Write the data below out in full, exactly as it stands.

*-*-*

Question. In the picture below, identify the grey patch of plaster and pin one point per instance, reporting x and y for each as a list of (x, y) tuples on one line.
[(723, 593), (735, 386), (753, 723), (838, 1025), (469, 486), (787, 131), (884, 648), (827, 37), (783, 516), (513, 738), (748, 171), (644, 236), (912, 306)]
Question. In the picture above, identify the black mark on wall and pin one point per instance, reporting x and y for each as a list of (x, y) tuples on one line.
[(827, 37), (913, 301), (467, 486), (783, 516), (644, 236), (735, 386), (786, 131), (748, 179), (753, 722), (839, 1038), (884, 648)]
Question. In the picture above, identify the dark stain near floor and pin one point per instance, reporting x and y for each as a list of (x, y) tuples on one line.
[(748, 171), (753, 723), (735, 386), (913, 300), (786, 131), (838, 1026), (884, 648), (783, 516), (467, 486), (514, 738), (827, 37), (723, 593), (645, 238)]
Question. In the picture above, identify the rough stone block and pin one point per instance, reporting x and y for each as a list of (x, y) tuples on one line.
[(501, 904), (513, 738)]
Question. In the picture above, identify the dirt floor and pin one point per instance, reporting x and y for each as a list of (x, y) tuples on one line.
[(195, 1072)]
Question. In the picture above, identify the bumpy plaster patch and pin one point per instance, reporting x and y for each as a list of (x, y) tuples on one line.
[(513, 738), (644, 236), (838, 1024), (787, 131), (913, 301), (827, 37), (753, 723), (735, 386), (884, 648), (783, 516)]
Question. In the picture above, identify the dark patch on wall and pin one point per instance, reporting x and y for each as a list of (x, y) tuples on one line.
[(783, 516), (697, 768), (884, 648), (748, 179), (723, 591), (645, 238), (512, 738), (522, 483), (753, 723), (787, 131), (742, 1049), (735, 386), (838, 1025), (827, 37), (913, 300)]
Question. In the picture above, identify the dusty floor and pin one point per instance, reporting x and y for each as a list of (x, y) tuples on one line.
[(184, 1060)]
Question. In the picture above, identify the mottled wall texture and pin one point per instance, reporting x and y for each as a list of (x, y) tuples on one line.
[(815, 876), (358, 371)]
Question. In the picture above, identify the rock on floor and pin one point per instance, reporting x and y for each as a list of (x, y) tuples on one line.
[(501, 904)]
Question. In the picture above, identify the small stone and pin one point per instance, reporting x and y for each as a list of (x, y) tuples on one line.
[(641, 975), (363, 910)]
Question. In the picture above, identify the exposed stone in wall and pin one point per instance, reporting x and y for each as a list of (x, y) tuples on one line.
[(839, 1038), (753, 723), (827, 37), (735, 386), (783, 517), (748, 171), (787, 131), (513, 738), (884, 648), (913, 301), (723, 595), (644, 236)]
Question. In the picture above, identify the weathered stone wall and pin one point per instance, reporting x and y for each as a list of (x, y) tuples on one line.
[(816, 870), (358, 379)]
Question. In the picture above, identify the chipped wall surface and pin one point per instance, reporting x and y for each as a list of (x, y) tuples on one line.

*-*-*

--- TASK ANSWER ---
Question. In the picture below, identify the grey patch of plaster and pin one point per instance, reporting x and y for each as a list of (x, y) tuples on one line.
[(723, 593), (735, 386), (753, 723), (838, 1025), (469, 486), (787, 131), (884, 648), (827, 37), (783, 516), (513, 738), (748, 171), (644, 236), (912, 306)]
Question. In the picture above, identify the black mark on wall and pin one point per instance, reporting x and y for each as a list of (x, y) tuples on one line.
[(827, 37), (913, 301), (467, 486), (783, 516), (644, 236), (735, 386), (786, 131), (748, 179), (753, 722), (839, 1038), (884, 648)]
Question. In the picture above, identify the dark stain near floor and pin one point per instance, reporting x and y for each as a list of (x, y) tuples on one line.
[(748, 171), (753, 723), (735, 386), (913, 300), (786, 131), (838, 1026), (884, 648), (783, 516), (467, 486), (514, 738), (827, 37), (723, 593), (645, 238)]
Question. In the picture above, identify the rough stone block and pin one point per instance, reporting x and y for each as a list of (x, y) tuples on one line.
[(501, 904), (513, 738)]
Question. In the picture above, identify the dirt floor and pin one point per instance, reporting x and y for each as a list of (x, y) tuples on one line.
[(195, 1072)]
Question. In the picture above, identify the bumpy plaster patch and pin one point per instance, reporting x and y for each as a list of (x, y) tuples on one line.
[(513, 738), (644, 236), (838, 1024), (787, 131), (913, 301), (827, 37), (753, 723), (735, 386), (884, 648), (783, 516)]
Question. In the picture above, identify the dark patch on wall and pin one point per instance, reporting x and y for each as a list of (x, y) tuples on one line.
[(783, 516), (697, 768), (884, 648), (748, 179), (723, 591), (645, 238), (512, 738), (522, 483), (753, 723), (787, 131), (742, 1049), (735, 386), (838, 1025), (827, 37), (913, 300)]
Question. In the picture above, identify the dusty floor and pin one point per instance, reporting x and y for each as a list of (x, y) tuples on one line.
[(184, 1060)]
Question. In the picture above, identify the mottled wall texture and pin one point per instance, reporting x and y for each as a list of (x, y) tuples on one line.
[(815, 876), (358, 371)]
Question. In the picture above, identify the rock on floor and pin one point per instance, reporting x and y for each as a list of (x, y) tuples on one line.
[(501, 904)]
Question. In the picture above, identify the small stone and pin one point per instance, reporting x and y for each as a list of (x, y) tuples on one line.
[(641, 975), (363, 910)]
Question. In the picture above, identify the exposed stone in wall and pin one point per instance, reporting x and y for each as a list of (x, y) tuples on one line.
[(839, 1038), (753, 723), (827, 37), (735, 386), (783, 517), (748, 171), (787, 131), (513, 738), (884, 648), (913, 301), (723, 595), (644, 236)]
Question. In the picture above, identify the weathered stone wall and pin one point per instance, reporting x and y for each as a list of (x, y) tuples on one line.
[(816, 870), (358, 379)]
Question. In the picture above, identify the chipped wall surface and pin one point per instance, reporting x and y for each as a list of (x, y) tuples on one line.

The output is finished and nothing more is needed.